EXERCISE OBJECTIVE | Word for word, retype the lines from the one containing "of the pond" to the last line of the data below, both ends included.
◇ ◇ ◇ ◇ ◇ ◇ ◇
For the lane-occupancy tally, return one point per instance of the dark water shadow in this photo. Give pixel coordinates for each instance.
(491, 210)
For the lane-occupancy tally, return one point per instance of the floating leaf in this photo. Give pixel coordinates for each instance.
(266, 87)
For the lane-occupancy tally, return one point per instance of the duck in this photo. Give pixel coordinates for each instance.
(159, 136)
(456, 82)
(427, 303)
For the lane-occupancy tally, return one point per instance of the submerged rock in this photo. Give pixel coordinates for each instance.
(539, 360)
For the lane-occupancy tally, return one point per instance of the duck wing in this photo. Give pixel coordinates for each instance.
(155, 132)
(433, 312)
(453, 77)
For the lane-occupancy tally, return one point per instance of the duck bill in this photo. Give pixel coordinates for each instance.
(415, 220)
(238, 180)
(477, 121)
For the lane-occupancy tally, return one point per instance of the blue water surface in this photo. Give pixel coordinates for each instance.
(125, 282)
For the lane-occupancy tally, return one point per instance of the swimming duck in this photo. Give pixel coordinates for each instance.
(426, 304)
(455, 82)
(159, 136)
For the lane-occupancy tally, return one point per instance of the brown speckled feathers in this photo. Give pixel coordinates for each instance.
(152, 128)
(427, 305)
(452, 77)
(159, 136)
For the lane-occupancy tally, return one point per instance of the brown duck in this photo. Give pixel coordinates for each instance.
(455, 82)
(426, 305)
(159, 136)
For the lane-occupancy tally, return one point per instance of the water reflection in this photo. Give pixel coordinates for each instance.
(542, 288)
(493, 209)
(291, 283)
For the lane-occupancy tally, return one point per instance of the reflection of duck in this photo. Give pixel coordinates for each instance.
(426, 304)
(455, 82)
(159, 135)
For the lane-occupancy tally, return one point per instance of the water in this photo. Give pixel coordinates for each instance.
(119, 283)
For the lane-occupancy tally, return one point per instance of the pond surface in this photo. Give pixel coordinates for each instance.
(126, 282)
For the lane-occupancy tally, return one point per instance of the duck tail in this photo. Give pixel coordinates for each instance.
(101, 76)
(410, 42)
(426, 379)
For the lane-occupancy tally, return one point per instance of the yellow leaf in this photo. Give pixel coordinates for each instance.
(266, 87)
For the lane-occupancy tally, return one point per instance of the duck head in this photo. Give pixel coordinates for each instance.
◇ ◇ ◇ ◇ ◇ ◇ ◇
SOLUTION BELOW |
For the lane-occupancy tally, return one point per instance of the pond surface in this photo. Give pixel coordinates for each instance.
(126, 282)
For the lane-occupancy tally, return one point per instance of the duck tail in this photo. Give pixel coordinates for each instance.
(101, 76)
(410, 42)
(426, 379)
For the lane-occupancy tally, return one point per instance of the yellow leaf in this photo. Give pixel coordinates for each instance.
(266, 87)
For the lane-occupancy tally, return one point per instance of the duck head in this photo. Give pixel coordinates for each instance.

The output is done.